Quality Control

You are highly recommended to work on the server today. The first part of this practice will need to run PLINK and vcftools.

Dataset

Copy the dataset to your working directory from /proj/g2020004/nobackup/oumark/gwas_lab2/human.tar.gz on UPPMAX.
Unzip the human.tar.gz
After unzipping the folder, you will have human.bed, human.bim, and human.fam three files. We call this kind of format as PLINK binary files.

### YOUR CODE HERE ###

A quick view

Before we start all QC jobs, let’s have a quick view of our data. First, find answers to the following questions from PLINK’s website.

FAM file

Have a look at human.fam in terminal

Which column is the family ID (FID)? What is the prefix?
Which column is the Within-family ID (IID)? What is the prefix?
Does this dataset provide parental information? What does 0 stands for?

------------

» Required tasks:
1 > Answer these questions from the quality control tutorial:
(a) Which two programs will the first part of the practice need to run?
(b) Which three files are present after unzipping human.tar.gz?
(c) What does the quality control tutorial call this kind of format?
2 > Carry the quality control tutorial forward, starting after its last line.

------------

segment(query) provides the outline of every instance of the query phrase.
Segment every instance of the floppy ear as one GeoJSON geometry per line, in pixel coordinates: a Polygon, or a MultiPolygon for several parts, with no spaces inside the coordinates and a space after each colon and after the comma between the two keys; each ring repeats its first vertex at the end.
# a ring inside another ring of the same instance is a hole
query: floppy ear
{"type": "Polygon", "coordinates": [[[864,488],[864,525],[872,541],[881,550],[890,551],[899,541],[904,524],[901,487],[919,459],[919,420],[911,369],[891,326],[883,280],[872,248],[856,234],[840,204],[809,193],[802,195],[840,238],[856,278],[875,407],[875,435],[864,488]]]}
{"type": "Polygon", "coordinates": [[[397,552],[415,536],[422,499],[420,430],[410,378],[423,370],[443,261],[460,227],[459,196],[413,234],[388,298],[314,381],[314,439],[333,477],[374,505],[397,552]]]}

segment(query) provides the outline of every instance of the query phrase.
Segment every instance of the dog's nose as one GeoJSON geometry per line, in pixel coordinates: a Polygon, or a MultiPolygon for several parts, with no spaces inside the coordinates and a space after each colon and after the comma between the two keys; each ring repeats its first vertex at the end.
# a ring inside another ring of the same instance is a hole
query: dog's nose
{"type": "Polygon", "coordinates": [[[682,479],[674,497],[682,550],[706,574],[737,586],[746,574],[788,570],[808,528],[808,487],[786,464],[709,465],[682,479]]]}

------------

» Solved problems:
1 >
(a) PLINK and vcftools.
(b) human.bed, human.bim, and human.fam.
(c) PLINK binary files.

2 >
How many samples are included in this dataset?

BIM file

Have a look at human.bim in terminal

What does each column mean?
How does the missing value present in the columns for reference and alternative alleles?
How many markers are included in this dataset?

PLINK

Homepage: https://www.cog-genomics.org/plink/1.9/

Data input

Several data formats are available for PLINK. The dataset we provide for today’s practice is the PLINK 1 binary format. Have a look at the help manual on how to load the dataset. LINK

Here are some tricks to make your work easier: - The prefix of the three files should be the same. - Make sure all three files are placed in the same directory.

Data output

One powerful function of PLINK is converting the dataset format used in other software. Have a look at the help manual for the output format option. LINK

Input the PLINK binary file and generate a block-gzipped VCF file. (this will be used in the next section)
- What’s the function of --out option?
- Have a look at the message in the terminal. How many variants are loaded from the BIM file? How many males and females sample were loaded?
- Do you find your output file human.vcf.gz?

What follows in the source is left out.